----- THE INPUT -----
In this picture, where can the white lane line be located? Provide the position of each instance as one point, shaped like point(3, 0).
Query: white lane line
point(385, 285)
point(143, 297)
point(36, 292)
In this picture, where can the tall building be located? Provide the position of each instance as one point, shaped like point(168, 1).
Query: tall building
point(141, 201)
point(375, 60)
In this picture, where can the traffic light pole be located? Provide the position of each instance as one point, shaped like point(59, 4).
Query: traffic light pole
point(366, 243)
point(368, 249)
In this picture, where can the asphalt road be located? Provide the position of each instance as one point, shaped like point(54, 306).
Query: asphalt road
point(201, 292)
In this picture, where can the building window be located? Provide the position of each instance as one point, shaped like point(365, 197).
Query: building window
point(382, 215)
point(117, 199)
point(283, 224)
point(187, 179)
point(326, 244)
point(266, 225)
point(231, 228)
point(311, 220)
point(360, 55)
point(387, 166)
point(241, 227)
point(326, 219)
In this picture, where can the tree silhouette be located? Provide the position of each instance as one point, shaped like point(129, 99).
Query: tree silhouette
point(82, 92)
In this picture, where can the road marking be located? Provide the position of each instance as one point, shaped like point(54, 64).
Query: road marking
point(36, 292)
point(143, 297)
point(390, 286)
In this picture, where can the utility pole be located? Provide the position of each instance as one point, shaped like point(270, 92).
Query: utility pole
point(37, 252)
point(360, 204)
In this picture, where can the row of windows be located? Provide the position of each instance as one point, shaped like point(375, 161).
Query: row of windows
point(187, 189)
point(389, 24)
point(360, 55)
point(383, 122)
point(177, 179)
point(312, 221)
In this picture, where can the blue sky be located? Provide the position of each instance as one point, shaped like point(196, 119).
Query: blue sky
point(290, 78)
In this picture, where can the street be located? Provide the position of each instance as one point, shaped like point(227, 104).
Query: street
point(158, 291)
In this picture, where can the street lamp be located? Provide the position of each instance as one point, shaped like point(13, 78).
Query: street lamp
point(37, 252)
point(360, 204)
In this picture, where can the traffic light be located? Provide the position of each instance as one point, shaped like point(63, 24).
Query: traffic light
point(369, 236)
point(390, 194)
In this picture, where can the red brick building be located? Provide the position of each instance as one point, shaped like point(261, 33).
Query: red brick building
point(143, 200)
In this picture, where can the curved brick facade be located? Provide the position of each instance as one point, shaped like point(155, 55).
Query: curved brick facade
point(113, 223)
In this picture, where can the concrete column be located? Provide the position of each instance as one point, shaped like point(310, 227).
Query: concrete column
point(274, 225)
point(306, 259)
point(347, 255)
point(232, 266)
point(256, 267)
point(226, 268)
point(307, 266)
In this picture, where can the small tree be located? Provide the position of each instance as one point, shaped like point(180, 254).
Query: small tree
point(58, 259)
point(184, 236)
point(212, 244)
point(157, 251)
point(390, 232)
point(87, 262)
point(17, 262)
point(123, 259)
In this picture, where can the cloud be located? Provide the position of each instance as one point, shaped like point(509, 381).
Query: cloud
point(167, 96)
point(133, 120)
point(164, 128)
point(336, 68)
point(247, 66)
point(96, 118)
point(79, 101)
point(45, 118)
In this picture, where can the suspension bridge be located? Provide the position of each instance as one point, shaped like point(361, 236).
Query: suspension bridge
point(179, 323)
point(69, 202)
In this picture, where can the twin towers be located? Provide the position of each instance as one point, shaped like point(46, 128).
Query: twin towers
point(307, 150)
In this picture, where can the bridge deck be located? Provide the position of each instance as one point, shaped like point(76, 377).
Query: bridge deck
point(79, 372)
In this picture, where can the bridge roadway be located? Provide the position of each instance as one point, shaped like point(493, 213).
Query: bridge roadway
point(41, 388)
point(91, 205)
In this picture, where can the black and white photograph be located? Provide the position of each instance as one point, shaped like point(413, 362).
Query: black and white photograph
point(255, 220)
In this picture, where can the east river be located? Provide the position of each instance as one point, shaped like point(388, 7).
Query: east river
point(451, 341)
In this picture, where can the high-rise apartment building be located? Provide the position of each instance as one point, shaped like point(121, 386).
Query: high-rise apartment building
-----
WHAT IS ASKED =>
Rescale the material from the line with "In this picture, where can the tall" up to and including the line with "point(201, 292)" by writing out all of those lines, requests included. Multiply every point coordinate in the answers by 1.3 and round to whole numbers, halves up, but leave the requests and their format samples unchanged.

OUTPUT BELOW =>
In this picture, where can the tall building be located? Provide the position of each instance as one point, shaped like point(168, 1).
Query: tall building
point(183, 261)
point(488, 78)
In this picture, where can the traffic light pole be located? Provide the position of each instance as one point, shaped like point(59, 4).
Query: traffic light pole
point(476, 316)
point(478, 324)
In this picture, where can the asphalt road be located? Provide the position of each instance as one point, shaped like point(54, 306).
Query: asphalt road
point(261, 380)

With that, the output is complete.